Request: Copy every row below word for word, with nothing changed.

Start

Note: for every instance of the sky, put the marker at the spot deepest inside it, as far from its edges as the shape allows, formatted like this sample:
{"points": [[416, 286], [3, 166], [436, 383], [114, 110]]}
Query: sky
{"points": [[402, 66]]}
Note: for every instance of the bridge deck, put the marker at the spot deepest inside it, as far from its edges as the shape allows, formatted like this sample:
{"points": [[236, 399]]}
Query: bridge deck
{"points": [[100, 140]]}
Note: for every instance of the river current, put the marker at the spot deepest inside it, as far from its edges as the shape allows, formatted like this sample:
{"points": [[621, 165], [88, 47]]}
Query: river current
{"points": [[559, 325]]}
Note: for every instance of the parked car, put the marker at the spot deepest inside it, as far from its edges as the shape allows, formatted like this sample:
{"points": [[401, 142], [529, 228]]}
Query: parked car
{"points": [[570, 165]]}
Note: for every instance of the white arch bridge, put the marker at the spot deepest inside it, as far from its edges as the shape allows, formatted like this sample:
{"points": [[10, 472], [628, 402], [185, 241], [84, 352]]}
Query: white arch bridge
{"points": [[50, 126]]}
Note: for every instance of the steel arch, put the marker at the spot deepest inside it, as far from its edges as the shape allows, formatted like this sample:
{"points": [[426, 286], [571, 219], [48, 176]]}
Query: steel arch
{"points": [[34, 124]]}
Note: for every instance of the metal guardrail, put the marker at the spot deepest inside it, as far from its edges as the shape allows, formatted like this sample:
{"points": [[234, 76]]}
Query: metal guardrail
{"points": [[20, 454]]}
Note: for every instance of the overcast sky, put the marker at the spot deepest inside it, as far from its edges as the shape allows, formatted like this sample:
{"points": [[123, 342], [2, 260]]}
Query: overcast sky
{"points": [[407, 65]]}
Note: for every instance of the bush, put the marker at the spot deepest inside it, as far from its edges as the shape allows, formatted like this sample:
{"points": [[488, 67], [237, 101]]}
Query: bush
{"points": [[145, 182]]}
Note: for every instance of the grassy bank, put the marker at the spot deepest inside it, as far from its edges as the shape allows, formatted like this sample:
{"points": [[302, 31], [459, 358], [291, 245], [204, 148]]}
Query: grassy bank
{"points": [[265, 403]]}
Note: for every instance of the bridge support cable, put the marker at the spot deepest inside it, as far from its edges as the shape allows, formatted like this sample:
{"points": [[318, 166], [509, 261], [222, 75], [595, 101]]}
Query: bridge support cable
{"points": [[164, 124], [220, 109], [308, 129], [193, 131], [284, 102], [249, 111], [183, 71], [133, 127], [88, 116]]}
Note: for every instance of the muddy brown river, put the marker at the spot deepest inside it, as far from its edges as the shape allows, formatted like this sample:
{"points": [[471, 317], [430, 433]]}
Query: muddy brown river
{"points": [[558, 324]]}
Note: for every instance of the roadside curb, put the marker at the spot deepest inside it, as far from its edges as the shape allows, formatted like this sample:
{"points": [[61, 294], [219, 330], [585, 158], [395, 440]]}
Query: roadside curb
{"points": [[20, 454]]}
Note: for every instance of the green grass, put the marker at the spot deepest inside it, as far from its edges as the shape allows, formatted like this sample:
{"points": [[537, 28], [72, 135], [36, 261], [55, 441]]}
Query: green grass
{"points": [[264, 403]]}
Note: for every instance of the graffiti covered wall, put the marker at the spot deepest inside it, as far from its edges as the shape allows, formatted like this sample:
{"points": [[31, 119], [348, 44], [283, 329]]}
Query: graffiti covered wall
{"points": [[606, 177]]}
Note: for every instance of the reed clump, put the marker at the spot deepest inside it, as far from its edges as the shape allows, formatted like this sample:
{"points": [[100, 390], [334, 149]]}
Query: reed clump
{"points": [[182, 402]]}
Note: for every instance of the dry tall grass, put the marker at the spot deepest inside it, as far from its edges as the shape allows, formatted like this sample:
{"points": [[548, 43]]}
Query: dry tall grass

End

Expected answer:
Note: for every instance of the sky, put the marker at the spot deepest inside it, as far from its edges as the shape allows, formatted like this sample:
{"points": [[416, 286], [3, 166], [436, 383], [114, 110]]}
Query: sky
{"points": [[402, 66]]}
Note: for every instance of the bridge deck, put the marker at the spot deepest inside it, as far from its edges as the shape allows, formatted like this sample:
{"points": [[236, 399]]}
Query: bridge deck
{"points": [[100, 140]]}
Note: for every instance of the river current, put the marker at the spot deepest inside it, as far from its edges as the shape allows, formatted like this sample:
{"points": [[621, 165], [88, 47]]}
Query: river current
{"points": [[559, 325]]}
Note: for every instance of the parked car, put the marker at the spot deepest inside it, as far from its edges as the shape allows, formatted like this sample:
{"points": [[401, 142], [529, 228]]}
Query: parked car
{"points": [[570, 165]]}
Note: for every instance of the white arch bridge, put the marker at the spot deepest inside it, as far from its edges as the shape allows, formatted like this sample:
{"points": [[10, 472], [628, 402], [185, 241], [84, 352]]}
Query: white arch bridge
{"points": [[50, 126]]}
Note: for every instance of the steel arch, put the marker at the spot deepest inside it, as far from its edges as the shape allows, formatted like this sample:
{"points": [[426, 286], [571, 219], [48, 176]]}
Query: steel arch
{"points": [[34, 124]]}
Note: for every instance of the metal guardrail, put the marker at the spot deepest inside it, as far from its edges as the shape allows, formatted like this sample:
{"points": [[234, 76]]}
Query: metal guardrail
{"points": [[20, 454]]}
Note: for every instance of the overcast sky, put the marker at the spot deepest inside it, as far from its edges as the shape allows, formatted like this sample:
{"points": [[123, 342], [2, 260]]}
Query: overcast sky
{"points": [[407, 65]]}
Note: for every instance of the bush, put the marker at the spot deepest inside it, as far from its edges as the shape allows, formatted like this sample:
{"points": [[488, 67], [237, 101]]}
Query: bush
{"points": [[145, 182]]}
Note: for every instance of the grassy bank, put the marker at the spot deepest inside it, as far from its edges as the shape allows, formatted like this sample:
{"points": [[302, 31], [459, 358], [291, 245], [204, 148]]}
Query: grassy bank
{"points": [[265, 403]]}
Note: for every instance of the bridge support cable, put the marker at the spot deepest inside it, as far from its edges as the shape allows, formatted like this sample:
{"points": [[318, 166], [509, 261], [222, 75], [595, 101]]}
Query: bridge support cable
{"points": [[164, 124], [220, 109], [308, 129], [193, 131], [284, 102], [249, 111], [183, 71], [133, 127], [88, 116]]}
Note: for every instance of the muddy brown river, put the marker at the spot deepest inside it, as far from its edges as the shape allows, formatted like this sample:
{"points": [[471, 317], [430, 433]]}
Query: muddy brown river
{"points": [[558, 324]]}
Note: for every instance of the roadside curb, put the marker at the spot deepest inside it, as far from its edges as the shape allows, formatted like this sample:
{"points": [[61, 294], [219, 330], [585, 158], [395, 440]]}
Query: roadside curb
{"points": [[20, 454]]}
Note: for every instance of the green grass, put the marker at the spot deepest inside it, as far from its edges as the shape allows, formatted like this sample:
{"points": [[537, 28], [72, 135], [36, 261], [55, 441]]}
Query: green grass
{"points": [[264, 403]]}
Note: for every instance of the graffiti covered wall, put the marker at the spot deepest inside it, as far from its edges as the shape allows, formatted like this sample:
{"points": [[31, 119], [348, 44], [283, 329]]}
Query: graffiti covered wall
{"points": [[606, 177]]}
Note: for every instance of the reed clump, put the marker at the spot deepest inside it, as far from its edges as the shape allows, formatted like this sample:
{"points": [[100, 390], [334, 149]]}
Query: reed clump
{"points": [[182, 402]]}
Note: for every instance of the dry tall grass, put the marker at the spot deepest inside it, as far from its edges as the shape allows, formatted like this sample:
{"points": [[548, 43]]}
Query: dry tall grass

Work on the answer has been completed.